Records for the task:
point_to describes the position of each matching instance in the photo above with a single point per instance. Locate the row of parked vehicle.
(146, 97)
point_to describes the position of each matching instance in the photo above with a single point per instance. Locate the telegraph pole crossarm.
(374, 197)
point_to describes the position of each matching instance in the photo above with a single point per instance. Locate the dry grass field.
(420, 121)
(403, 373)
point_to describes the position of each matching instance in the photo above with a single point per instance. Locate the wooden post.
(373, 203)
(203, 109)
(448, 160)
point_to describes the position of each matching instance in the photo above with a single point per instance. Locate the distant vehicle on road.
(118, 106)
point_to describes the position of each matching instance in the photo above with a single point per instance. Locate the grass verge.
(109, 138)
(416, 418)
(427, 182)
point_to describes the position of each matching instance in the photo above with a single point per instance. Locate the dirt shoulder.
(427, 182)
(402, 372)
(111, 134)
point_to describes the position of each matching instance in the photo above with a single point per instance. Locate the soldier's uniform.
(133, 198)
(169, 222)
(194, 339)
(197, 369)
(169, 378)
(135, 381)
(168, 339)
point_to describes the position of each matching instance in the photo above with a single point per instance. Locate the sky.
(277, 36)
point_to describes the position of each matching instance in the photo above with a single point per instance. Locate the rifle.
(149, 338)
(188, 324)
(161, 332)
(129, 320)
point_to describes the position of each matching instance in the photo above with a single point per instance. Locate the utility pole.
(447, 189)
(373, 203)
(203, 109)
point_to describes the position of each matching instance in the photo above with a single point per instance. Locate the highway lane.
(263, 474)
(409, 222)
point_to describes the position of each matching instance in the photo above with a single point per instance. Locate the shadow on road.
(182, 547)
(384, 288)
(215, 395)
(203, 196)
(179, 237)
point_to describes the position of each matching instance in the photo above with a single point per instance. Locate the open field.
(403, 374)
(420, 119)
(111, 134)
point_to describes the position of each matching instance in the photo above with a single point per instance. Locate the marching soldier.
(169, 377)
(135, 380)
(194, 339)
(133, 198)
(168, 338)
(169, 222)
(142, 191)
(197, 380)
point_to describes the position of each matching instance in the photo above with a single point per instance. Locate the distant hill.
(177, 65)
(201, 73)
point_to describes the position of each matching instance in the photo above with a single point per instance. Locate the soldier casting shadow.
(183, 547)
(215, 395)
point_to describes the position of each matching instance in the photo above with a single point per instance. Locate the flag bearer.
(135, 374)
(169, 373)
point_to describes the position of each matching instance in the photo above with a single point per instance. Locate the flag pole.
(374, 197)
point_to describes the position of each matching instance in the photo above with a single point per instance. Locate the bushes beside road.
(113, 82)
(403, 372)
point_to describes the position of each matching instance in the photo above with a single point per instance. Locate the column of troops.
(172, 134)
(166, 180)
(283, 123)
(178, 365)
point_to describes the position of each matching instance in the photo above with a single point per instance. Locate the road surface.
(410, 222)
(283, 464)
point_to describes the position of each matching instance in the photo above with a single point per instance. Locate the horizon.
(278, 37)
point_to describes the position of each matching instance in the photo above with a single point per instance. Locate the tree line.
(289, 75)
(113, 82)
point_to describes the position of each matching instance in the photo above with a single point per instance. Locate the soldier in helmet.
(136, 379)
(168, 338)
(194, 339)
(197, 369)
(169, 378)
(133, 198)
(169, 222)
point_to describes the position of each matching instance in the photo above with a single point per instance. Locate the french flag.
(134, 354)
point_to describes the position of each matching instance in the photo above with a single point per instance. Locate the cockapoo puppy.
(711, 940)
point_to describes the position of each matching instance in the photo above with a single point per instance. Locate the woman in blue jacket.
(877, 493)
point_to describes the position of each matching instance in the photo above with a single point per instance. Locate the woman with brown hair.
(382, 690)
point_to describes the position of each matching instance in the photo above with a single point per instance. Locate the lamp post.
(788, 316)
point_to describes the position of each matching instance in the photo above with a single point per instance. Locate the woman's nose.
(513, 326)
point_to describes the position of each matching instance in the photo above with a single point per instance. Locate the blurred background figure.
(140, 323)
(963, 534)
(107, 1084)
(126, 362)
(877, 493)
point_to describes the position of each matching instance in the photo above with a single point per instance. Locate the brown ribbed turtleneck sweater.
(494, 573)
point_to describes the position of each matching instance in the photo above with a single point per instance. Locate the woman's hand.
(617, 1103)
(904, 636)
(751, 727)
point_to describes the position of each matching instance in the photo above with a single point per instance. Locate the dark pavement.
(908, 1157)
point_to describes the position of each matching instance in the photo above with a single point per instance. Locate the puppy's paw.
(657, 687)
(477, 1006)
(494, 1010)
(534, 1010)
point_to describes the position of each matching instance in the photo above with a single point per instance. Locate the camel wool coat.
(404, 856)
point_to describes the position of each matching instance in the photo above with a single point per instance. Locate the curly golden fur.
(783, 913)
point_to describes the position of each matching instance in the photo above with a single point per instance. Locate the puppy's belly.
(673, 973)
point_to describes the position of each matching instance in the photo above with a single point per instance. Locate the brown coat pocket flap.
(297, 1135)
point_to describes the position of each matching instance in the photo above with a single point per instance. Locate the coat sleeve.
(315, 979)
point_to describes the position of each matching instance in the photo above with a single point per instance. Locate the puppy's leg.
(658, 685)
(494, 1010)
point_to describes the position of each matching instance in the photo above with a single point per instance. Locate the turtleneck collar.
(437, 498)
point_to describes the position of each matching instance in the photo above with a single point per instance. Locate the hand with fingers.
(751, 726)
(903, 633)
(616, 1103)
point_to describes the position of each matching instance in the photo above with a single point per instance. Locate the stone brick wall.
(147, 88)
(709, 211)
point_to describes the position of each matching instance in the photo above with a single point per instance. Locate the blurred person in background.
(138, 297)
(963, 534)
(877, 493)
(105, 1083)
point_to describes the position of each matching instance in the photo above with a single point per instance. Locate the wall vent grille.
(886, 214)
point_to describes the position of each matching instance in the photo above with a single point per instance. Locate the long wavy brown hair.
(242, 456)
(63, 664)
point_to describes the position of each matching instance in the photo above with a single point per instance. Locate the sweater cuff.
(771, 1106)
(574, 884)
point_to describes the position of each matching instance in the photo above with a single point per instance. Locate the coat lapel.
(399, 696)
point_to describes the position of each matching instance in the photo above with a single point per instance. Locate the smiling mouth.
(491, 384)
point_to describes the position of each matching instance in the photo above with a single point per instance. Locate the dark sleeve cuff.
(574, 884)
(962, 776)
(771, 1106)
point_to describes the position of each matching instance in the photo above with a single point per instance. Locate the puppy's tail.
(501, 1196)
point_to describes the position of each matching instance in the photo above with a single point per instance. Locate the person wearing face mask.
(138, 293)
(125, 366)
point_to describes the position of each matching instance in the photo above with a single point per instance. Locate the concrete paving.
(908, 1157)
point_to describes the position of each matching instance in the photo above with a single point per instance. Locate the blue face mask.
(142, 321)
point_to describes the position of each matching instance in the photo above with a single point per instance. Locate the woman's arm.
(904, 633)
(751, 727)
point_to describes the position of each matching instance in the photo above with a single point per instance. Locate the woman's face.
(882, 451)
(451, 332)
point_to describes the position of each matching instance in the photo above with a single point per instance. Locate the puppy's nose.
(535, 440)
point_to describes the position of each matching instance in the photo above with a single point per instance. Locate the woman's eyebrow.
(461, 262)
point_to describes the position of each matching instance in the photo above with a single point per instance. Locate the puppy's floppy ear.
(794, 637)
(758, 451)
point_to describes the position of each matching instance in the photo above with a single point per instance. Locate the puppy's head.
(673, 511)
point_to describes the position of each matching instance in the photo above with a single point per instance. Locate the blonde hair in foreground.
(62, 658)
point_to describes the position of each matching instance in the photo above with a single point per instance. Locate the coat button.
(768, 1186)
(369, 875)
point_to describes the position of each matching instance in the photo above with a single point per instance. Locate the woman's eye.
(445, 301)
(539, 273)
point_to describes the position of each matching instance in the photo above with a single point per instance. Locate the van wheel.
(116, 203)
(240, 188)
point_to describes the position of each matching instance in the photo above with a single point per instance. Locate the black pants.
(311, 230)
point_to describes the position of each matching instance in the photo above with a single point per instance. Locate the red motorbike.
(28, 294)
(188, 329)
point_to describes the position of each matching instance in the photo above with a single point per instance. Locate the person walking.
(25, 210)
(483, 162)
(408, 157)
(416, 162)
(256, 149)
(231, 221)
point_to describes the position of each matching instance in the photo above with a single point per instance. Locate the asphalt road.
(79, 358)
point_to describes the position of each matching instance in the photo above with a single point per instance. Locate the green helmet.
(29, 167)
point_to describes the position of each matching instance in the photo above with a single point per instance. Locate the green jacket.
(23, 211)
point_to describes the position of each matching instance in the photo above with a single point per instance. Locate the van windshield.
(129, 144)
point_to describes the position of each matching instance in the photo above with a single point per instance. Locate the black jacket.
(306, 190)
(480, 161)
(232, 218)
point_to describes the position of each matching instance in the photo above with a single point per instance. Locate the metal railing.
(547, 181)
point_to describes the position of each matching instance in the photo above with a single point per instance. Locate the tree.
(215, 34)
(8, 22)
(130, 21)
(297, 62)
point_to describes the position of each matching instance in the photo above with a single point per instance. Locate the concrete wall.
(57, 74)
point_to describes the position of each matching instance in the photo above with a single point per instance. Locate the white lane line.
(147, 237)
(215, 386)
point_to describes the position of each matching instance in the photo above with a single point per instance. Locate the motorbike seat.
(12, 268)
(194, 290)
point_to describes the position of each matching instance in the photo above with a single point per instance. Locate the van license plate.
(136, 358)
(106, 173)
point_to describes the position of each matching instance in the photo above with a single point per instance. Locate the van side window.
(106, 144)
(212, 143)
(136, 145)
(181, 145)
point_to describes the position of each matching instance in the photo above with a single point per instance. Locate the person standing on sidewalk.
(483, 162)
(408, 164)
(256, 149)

Action item:
The lines to write out run from the one with "the motorbike seat." through the end of the records. Give them exactly, and only them.

Your solution:
point_to describes the position of each matching instance in the photo above with a single point per instance. Locate the motorbike seat.
(12, 268)
(194, 290)
point_to describes the position of each matching instance in the photo above with a single point per instance. Locate the van license plate.
(136, 358)
(106, 173)
point_to describes the position of each matching instance in the photo above with a single point per instance. Locate the van side window.
(106, 144)
(212, 143)
(136, 145)
(181, 145)
point_to describes the position of each matching instance in the photo above with a single point per instance. Locate the person standing on sidewalk.
(483, 162)
(408, 164)
(256, 149)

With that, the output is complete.